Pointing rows

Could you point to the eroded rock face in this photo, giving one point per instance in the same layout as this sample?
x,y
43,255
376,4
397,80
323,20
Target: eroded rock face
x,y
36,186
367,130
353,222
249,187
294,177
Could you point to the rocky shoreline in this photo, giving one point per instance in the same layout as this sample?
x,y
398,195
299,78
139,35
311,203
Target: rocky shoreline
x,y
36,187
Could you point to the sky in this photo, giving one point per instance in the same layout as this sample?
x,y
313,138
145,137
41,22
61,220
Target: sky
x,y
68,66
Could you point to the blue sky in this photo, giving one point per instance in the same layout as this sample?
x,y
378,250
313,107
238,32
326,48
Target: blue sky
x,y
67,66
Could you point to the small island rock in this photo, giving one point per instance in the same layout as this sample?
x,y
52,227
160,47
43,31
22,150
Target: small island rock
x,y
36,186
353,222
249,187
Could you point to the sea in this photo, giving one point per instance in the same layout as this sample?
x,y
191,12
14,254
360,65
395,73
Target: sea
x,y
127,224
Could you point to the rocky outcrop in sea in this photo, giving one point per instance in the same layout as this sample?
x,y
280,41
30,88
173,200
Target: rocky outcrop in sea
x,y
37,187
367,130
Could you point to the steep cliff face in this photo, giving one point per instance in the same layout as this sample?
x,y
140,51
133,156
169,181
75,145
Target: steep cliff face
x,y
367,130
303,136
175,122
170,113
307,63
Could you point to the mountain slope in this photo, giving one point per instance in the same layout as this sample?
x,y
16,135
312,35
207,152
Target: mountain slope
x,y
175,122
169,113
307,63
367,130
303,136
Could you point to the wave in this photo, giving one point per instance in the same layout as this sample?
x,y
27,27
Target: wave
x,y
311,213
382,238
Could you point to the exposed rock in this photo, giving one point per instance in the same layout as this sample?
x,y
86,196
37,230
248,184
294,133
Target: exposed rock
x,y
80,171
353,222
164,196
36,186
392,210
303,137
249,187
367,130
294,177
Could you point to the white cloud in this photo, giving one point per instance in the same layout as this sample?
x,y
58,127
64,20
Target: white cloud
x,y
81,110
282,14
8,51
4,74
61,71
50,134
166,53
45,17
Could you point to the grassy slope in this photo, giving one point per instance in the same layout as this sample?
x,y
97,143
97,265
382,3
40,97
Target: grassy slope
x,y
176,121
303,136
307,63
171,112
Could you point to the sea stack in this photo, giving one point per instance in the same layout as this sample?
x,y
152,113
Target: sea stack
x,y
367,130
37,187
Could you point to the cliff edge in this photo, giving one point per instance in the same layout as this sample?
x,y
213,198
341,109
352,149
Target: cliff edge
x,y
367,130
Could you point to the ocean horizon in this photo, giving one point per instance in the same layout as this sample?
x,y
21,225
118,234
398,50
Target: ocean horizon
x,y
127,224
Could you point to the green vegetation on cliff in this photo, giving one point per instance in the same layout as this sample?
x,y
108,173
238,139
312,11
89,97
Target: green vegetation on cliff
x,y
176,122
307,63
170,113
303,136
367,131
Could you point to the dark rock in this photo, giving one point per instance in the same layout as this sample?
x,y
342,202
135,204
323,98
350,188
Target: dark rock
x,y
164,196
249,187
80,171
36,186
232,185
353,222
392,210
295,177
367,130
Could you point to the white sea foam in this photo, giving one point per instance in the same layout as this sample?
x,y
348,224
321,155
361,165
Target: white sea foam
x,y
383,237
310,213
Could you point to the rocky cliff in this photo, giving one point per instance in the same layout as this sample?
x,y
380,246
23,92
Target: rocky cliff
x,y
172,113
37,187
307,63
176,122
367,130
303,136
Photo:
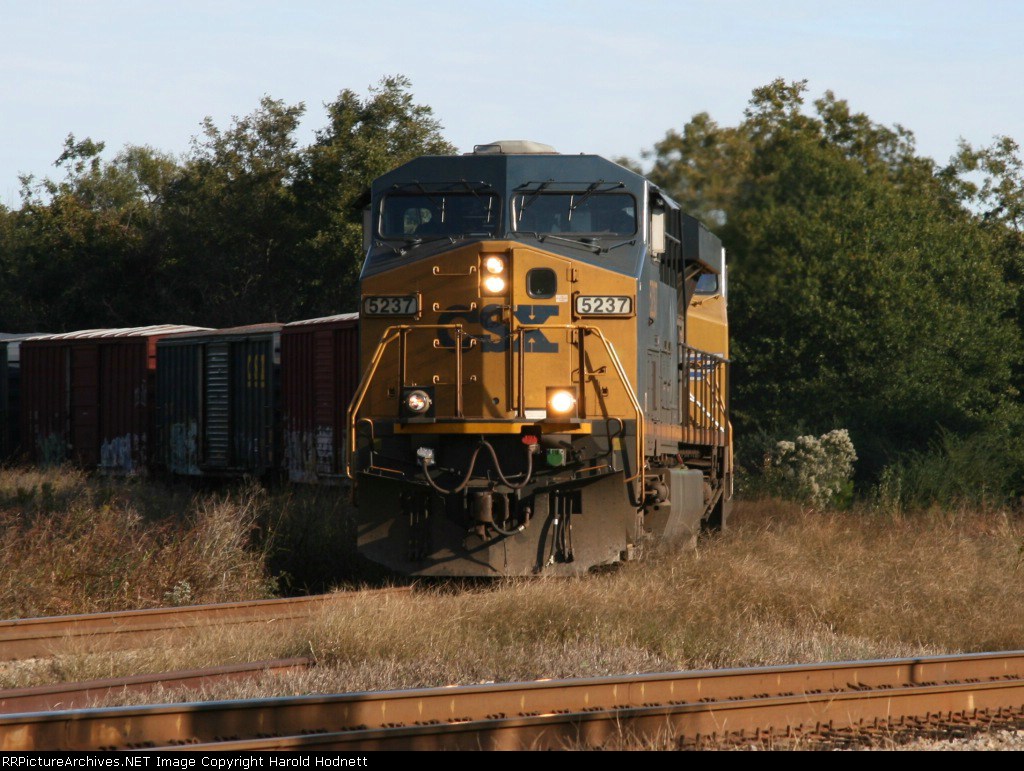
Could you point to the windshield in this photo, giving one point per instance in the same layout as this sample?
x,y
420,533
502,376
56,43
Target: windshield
x,y
584,212
708,284
433,214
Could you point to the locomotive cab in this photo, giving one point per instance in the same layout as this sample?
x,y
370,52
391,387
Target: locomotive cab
x,y
530,400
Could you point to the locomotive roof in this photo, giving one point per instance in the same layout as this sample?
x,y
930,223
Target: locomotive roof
x,y
507,171
507,174
325,319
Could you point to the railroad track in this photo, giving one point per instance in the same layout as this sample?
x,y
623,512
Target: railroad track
x,y
78,695
681,709
35,638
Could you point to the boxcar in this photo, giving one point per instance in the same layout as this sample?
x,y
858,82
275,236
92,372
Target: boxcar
x,y
320,370
87,396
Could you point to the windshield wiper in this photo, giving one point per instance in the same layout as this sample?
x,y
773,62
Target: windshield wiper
x,y
526,204
585,243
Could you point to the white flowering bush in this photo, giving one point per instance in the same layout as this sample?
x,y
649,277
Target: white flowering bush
x,y
816,469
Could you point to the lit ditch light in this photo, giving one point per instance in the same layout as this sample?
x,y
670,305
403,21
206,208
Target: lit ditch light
x,y
494,271
418,402
561,402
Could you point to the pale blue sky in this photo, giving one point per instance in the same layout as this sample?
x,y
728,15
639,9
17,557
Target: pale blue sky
x,y
599,76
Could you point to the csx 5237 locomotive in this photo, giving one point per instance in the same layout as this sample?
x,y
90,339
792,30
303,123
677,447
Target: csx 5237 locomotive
x,y
544,344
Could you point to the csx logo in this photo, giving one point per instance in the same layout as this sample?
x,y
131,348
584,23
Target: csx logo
x,y
496,332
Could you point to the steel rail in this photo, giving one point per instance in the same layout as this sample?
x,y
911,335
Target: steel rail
x,y
675,725
710,693
30,638
79,694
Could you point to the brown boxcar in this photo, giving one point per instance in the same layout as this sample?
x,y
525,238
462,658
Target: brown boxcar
x,y
87,396
10,392
217,401
320,372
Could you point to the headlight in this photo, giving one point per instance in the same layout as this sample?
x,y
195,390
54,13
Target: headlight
x,y
561,401
494,284
417,402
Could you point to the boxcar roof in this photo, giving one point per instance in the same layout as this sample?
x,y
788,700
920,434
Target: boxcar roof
x,y
326,319
124,332
252,329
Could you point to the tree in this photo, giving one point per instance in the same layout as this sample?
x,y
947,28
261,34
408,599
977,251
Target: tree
x,y
364,139
864,294
78,250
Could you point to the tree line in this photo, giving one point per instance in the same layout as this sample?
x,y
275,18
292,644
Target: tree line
x,y
871,288
247,226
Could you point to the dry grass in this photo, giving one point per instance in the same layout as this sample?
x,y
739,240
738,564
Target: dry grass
x,y
784,586
73,545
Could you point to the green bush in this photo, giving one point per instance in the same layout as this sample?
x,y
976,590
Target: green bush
x,y
816,470
954,471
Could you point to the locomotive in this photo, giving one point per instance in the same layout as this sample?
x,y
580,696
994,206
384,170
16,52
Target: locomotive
x,y
544,344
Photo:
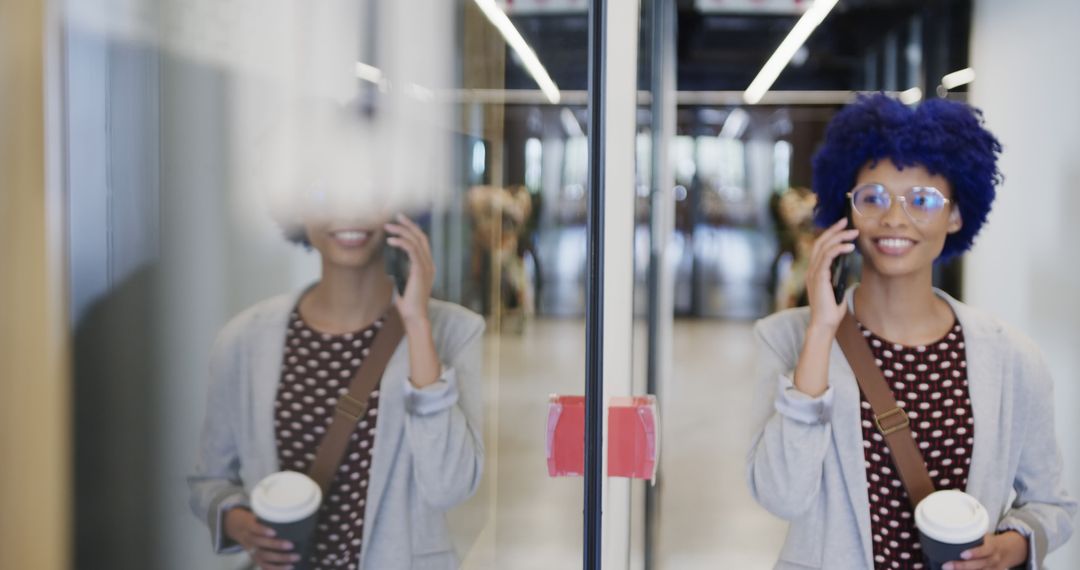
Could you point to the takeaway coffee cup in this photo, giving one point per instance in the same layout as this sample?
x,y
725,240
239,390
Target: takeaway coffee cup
x,y
949,523
288,503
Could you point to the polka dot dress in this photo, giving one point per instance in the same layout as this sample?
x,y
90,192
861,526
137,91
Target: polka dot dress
x,y
316,371
930,382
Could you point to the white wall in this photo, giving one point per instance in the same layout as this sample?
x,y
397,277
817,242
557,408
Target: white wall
x,y
1024,267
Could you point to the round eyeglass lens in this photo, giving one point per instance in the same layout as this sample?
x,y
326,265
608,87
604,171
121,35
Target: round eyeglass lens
x,y
923,203
872,200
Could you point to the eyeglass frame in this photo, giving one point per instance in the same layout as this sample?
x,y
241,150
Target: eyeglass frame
x,y
901,198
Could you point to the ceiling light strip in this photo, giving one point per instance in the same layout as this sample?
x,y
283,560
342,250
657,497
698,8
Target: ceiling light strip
x,y
813,16
529,59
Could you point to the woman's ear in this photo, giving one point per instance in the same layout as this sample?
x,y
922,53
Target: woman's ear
x,y
955,220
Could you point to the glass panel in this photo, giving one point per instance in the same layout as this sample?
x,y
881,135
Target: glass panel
x,y
742,160
203,138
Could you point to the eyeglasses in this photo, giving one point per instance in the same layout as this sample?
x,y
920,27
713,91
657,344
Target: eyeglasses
x,y
921,203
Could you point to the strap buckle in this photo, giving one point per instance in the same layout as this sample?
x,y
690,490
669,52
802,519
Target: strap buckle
x,y
351,407
902,422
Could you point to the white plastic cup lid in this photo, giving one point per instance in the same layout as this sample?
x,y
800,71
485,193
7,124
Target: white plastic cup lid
x,y
953,517
285,497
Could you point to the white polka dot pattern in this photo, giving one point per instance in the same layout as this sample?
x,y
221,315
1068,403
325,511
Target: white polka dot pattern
x,y
302,412
933,390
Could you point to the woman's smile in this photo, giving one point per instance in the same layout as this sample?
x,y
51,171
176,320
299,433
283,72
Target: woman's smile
x,y
893,246
350,238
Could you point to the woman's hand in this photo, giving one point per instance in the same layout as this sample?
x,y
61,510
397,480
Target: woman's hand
x,y
825,313
811,372
266,551
998,552
413,303
424,367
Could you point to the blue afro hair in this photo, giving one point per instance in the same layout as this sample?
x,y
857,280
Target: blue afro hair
x,y
945,137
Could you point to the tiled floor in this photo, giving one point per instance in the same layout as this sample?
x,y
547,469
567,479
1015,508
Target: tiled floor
x,y
523,519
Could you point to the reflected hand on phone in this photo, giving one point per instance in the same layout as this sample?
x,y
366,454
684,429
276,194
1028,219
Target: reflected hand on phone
x,y
405,234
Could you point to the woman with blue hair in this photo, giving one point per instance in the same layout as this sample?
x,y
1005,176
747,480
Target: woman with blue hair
x,y
915,186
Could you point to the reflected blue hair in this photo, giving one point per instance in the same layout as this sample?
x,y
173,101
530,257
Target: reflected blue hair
x,y
945,137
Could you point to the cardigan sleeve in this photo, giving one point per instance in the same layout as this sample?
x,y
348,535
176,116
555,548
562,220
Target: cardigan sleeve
x,y
1042,512
443,424
792,433
214,483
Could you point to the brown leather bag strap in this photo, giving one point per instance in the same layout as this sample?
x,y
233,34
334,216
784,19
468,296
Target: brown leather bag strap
x,y
889,418
353,405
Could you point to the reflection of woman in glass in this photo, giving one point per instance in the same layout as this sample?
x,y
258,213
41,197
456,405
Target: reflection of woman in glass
x,y
919,185
278,369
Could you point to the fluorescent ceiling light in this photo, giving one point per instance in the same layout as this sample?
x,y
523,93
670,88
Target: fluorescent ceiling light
x,y
736,123
910,96
529,59
811,18
367,72
958,78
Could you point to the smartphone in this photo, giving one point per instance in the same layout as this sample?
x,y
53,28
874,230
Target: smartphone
x,y
395,258
840,270
396,265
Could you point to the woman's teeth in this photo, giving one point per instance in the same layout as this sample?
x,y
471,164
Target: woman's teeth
x,y
895,243
350,235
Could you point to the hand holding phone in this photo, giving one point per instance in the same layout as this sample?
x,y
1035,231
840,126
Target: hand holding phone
x,y
409,262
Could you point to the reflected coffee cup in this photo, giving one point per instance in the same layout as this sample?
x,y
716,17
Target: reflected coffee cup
x,y
949,523
288,503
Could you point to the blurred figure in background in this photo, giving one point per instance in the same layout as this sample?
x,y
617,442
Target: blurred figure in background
x,y
500,221
278,371
794,215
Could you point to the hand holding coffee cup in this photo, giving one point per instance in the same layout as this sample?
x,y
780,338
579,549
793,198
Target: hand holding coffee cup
x,y
949,523
286,504
267,552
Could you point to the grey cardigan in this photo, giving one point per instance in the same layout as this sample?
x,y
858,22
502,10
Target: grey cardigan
x,y
806,460
428,449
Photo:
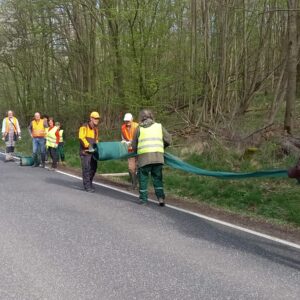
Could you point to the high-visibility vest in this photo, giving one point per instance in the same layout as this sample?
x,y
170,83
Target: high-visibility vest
x,y
8,122
38,128
88,136
61,137
128,132
51,137
150,139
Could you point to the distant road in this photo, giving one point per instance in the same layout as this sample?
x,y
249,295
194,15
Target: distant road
x,y
58,242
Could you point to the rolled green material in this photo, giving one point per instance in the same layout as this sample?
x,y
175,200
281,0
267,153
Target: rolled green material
x,y
26,161
118,150
111,150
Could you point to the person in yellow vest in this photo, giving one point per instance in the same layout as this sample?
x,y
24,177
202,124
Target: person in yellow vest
x,y
37,130
52,140
149,142
128,130
61,145
11,132
88,136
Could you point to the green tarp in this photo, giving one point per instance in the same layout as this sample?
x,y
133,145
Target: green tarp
x,y
118,150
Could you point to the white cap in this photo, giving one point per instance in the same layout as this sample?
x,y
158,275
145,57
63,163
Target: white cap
x,y
128,117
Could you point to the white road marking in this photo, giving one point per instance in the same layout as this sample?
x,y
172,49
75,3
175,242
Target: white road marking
x,y
227,224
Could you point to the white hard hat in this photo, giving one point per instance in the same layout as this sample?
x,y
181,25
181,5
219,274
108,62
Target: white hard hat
x,y
128,117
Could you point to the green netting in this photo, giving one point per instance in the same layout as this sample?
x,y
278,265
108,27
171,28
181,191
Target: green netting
x,y
118,150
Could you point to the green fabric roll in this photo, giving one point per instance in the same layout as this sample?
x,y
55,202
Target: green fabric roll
x,y
118,150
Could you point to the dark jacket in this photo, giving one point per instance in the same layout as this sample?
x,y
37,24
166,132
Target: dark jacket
x,y
152,157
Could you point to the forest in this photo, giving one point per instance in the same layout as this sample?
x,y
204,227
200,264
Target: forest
x,y
223,76
204,61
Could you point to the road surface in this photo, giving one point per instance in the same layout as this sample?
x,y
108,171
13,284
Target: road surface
x,y
59,242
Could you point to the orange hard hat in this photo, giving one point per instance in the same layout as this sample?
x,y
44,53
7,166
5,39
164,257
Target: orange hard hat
x,y
95,115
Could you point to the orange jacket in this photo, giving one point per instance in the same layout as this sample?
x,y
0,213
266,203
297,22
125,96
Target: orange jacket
x,y
128,133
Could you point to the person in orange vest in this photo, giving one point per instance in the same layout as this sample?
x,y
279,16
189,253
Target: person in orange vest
x,y
88,136
128,130
37,130
11,132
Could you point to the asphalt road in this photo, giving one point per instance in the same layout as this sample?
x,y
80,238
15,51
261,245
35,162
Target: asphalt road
x,y
59,242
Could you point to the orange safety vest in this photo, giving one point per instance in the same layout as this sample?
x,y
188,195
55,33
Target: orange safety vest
x,y
38,129
8,122
128,133
88,136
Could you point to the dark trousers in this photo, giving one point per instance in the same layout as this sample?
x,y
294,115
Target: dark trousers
x,y
157,179
89,168
53,154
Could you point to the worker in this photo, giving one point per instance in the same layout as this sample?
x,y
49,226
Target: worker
x,y
52,140
149,142
128,129
37,131
88,137
61,145
11,132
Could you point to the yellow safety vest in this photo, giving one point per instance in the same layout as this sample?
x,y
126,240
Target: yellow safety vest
x,y
38,128
61,138
8,122
51,137
150,139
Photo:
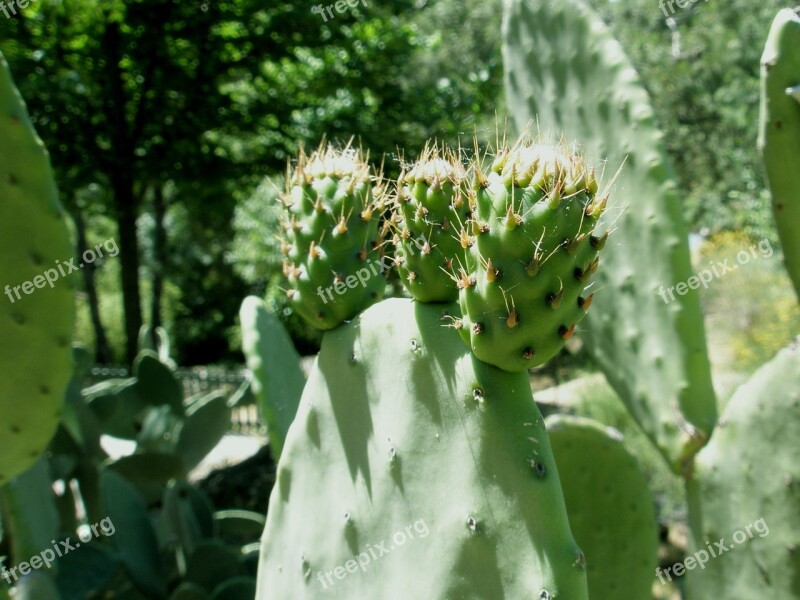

Exercise objective
Rewrite everything from the line containing "Could you point to the dark trousers" down to the end of the rows, substituting "template" for "sample" and leaving all else unchanged. Leave the pictures out of your answer.

Expected answer
Could you point to the dark trousers in this photo, giving one point per instance in the same layout as this template?
x,y
294,115
Target: dark trousers
x,y
157,179
89,168
53,154
Could you point to the worker in this photo, giving one point per instance in the same layout as this template?
x,y
49,226
Target: worker
x,y
52,140
149,142
128,129
37,131
88,137
61,145
11,132
Could you point to the yellow safety vest in this photo, giving one point per instance in the same layout as this template?
x,y
126,240
Target: yellow safety vest
x,y
38,128
61,138
8,122
51,137
150,139
Photo:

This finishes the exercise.